*** Opening of Records supplied ***
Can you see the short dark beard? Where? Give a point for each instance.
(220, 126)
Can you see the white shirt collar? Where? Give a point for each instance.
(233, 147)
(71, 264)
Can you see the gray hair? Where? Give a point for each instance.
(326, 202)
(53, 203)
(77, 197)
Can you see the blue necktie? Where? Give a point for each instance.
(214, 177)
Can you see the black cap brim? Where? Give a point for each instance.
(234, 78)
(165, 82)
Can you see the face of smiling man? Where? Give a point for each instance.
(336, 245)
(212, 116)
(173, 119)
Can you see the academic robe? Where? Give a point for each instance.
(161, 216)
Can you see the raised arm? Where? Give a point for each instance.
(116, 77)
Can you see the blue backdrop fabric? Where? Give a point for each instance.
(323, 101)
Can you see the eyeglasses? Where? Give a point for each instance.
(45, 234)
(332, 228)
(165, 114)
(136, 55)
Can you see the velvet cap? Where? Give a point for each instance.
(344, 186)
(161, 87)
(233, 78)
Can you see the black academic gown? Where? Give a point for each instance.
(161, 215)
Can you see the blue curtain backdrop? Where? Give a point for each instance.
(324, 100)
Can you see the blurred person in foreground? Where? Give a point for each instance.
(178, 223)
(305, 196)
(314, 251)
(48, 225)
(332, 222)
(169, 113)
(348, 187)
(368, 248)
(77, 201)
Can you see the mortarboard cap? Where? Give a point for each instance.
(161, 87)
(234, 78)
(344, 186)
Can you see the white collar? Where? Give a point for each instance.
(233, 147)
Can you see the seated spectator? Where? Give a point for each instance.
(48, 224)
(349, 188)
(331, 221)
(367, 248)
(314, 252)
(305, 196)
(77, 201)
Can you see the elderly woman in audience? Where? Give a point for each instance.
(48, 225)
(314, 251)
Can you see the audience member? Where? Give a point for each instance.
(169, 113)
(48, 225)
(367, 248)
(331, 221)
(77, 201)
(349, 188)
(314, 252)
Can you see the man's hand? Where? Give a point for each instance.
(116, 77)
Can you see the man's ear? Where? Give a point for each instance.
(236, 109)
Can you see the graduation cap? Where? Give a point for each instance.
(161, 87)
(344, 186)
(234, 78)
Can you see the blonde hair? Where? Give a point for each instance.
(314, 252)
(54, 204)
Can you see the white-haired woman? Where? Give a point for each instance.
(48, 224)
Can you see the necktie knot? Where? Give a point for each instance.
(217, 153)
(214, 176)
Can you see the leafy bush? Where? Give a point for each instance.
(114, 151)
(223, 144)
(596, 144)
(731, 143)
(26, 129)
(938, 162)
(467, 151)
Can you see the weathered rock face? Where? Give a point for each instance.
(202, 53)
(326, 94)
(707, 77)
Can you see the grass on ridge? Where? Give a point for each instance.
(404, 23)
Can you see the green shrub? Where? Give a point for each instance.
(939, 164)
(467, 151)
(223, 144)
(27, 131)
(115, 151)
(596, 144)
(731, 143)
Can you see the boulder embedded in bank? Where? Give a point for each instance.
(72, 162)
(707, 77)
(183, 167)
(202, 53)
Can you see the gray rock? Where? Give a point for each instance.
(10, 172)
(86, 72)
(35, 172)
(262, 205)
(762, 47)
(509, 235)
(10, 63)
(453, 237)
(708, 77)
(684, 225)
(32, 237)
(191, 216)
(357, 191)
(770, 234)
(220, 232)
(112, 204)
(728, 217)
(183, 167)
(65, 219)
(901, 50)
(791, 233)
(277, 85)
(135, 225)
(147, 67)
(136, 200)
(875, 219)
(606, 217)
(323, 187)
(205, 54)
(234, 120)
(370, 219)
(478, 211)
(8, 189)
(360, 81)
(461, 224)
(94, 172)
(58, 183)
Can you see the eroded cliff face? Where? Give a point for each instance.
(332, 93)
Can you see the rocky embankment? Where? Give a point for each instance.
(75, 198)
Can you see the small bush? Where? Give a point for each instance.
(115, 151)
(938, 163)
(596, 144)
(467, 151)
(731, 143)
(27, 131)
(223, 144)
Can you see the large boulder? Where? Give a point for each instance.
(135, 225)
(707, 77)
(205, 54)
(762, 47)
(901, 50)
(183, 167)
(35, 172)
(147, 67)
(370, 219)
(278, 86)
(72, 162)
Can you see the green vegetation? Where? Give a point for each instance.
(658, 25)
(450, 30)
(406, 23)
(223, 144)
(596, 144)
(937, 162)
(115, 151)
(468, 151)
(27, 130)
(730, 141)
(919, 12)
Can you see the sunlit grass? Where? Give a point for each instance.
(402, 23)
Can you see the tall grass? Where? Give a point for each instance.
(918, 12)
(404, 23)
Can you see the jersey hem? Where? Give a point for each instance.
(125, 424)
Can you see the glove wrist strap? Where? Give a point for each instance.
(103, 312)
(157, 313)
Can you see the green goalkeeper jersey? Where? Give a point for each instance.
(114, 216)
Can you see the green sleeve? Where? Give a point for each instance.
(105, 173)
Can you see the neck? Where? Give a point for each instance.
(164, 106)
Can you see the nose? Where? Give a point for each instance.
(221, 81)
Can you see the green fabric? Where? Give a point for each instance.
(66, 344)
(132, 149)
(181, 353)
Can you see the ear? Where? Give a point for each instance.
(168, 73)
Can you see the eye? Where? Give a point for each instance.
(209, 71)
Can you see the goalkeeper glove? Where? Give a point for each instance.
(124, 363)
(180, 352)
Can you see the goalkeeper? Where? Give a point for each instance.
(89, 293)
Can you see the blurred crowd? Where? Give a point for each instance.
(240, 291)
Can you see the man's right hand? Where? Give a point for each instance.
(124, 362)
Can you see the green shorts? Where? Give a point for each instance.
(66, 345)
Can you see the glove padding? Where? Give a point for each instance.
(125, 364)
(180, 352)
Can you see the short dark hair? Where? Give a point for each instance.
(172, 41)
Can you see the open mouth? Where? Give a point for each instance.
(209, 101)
*** Close of Records supplied ***
> _Task details_
Output the records above, each one exactly, with none left out.

> _Exercise response_
Can you see the short dark beard? Where? Give a point for each instance.
(220, 126)
Can you see the white shirt collar? Where? Give a point for each instance.
(233, 147)
(71, 264)
Can you see the gray hair? Where? Give a point for each instance.
(326, 202)
(53, 203)
(77, 197)
Can you see the blue necktie? Where? Give a point for each instance.
(214, 177)
Can you see the black cap brim? Where? Give a point for each instance.
(234, 78)
(165, 82)
Can you see the face of smiling man? Where? Give a point for each instance.
(336, 245)
(212, 116)
(173, 119)
Can you see the academic robe? Where? Give a point for each instance.
(161, 216)
Can you see the raised arm? Where? Give a point for each instance.
(116, 77)
Can you see the blue backdrop fabric? Where? Give a point for each instance.
(323, 101)
Can you see the eyeglasses? Where? Give a point for each instance.
(45, 234)
(332, 228)
(165, 114)
(136, 55)
Can you see the velvet cap? Where? Give a point for each instance.
(344, 186)
(161, 87)
(233, 78)
Can you see the black academic gown? Where? Give a point for each instance.
(161, 215)
Can you see the blue curtain backdrop? Where? Give a point for each instance.
(324, 100)
Can you see the blurred person in foreground? Where? Give a point for each instance.
(178, 223)
(305, 196)
(314, 251)
(48, 225)
(332, 222)
(169, 113)
(348, 187)
(368, 248)
(77, 201)
Can you see the mortarboard cap? Where? Give a point for each instance.
(161, 87)
(234, 78)
(344, 186)
Can you see the white collar? Where? Give a point for each instance.
(233, 147)
Can you see the seated spectator? Where? Give a point for each instance.
(48, 224)
(349, 188)
(331, 221)
(367, 248)
(314, 252)
(305, 196)
(77, 201)
Can you see the elderly woman in audience? Where? Give a point for each instance.
(48, 225)
(314, 251)
Can you see the audience member? Where? Give a point for each instance.
(169, 113)
(48, 225)
(367, 248)
(331, 221)
(77, 201)
(349, 188)
(314, 252)
Can you see the man's hand? Where? Give a point for each instance.
(116, 77)
Can you see the man's ear? Where? Give a point for each instance.
(236, 109)
Can you see the graduation cap? Where? Give a point for each instance.
(161, 87)
(344, 186)
(234, 78)
Can you see the blonde hair? Where? Give a point for each instance.
(314, 252)
(54, 204)
Can you see the white-haired woman? Where? Give a point for each instance.
(48, 224)
Can you see the necktie knot? Where? Give a point for each instance.
(217, 153)
(214, 176)
Can you see the leafy bush? Where? Give a point for each instance.
(114, 151)
(223, 144)
(596, 144)
(731, 143)
(26, 129)
(938, 162)
(467, 151)
Can you see the weathered rock face? Where? Give a point for each instance.
(202, 53)
(326, 94)
(707, 77)
Can you see the grass on ridge? Where? Give a point for each instance.
(404, 23)
Can you see the green shrub? Where? Give a point for each instance.
(939, 164)
(467, 151)
(223, 144)
(27, 131)
(115, 151)
(596, 144)
(731, 143)
Can you see the boulder embedded in bank? Where? Give a point for each instance.
(72, 162)
(707, 77)
(183, 167)
(202, 53)
Can you see the gray rock? Where? Give a point for each instance.
(10, 172)
(86, 72)
(35, 172)
(262, 205)
(762, 47)
(509, 235)
(10, 63)
(453, 237)
(708, 77)
(684, 225)
(32, 237)
(191, 216)
(357, 191)
(770, 234)
(220, 232)
(112, 204)
(728, 217)
(183, 167)
(65, 219)
(901, 50)
(791, 233)
(277, 85)
(135, 225)
(147, 67)
(136, 200)
(875, 219)
(606, 217)
(323, 187)
(205, 54)
(234, 120)
(370, 219)
(478, 211)
(8, 189)
(360, 81)
(461, 224)
(94, 172)
(58, 183)
Can you see the eroded cliff face? Where? Give a point for each instance.
(332, 93)
Can you see the rocky embankment? Where? Give a point for each instance.
(75, 198)
Can you see the small bush? Where? Give a point for each instance.
(115, 151)
(938, 163)
(596, 144)
(467, 151)
(731, 143)
(27, 131)
(223, 144)
Can you see the large boulder? Where? Give a point for each instance.
(135, 225)
(707, 77)
(205, 54)
(762, 47)
(901, 50)
(183, 167)
(35, 172)
(147, 67)
(370, 219)
(278, 86)
(72, 162)
Can you see the green vegetation? Where? Give a point for each instance.
(658, 25)
(450, 30)
(406, 23)
(223, 144)
(596, 144)
(937, 162)
(115, 151)
(468, 151)
(27, 130)
(730, 141)
(919, 12)
Can you see the sunlit grass? Where? Give a point for each instance.
(402, 23)
Can you see the tall grass? Where? Give a point for each instance.
(918, 12)
(404, 23)
Can you see the jersey hem? Where? Give a point for each instance.
(125, 424)
Can you see the glove wrist strap? Where? Give a point for each instance.
(103, 312)
(157, 313)
Can you see the green goalkeeper jersey? Where? Give a point for each instance.
(114, 216)
Can you see the green sleeve? Where? Give a point for each instance.
(105, 173)
Can you see the neck? Where? Give a point for each instance.
(164, 106)
Can you see the nose? Where? Give a point for each instance.
(221, 81)
Can you see the green fabric? Where? Give a point for each instance.
(66, 344)
(132, 149)
(181, 353)
Can you see the ear? Where? Give a point for each instance.
(168, 73)
Can you see the eye? Where? Give a point for each instance.
(209, 71)
Can you see the goalkeeper glove? Where? Give a point for each instance.
(124, 363)
(180, 352)
Can you see the goalkeeper? Where? Give a point for each instance.
(89, 293)
Can you see the blurred crowd? Where? Give a point for each instance.
(240, 291)
Can you see the man's right hand? Where? Give a point for each instance.
(124, 362)
Can you see the green shorts? Where? Give a point for each instance.
(66, 345)
Can you see the glove padding? Where? Give a point for each instance.
(125, 364)
(180, 352)
Can you see the short dark hair? Where? Give a point for each instance.
(172, 41)
Can you see the open mouth? Where? Give a point for each instance.
(209, 101)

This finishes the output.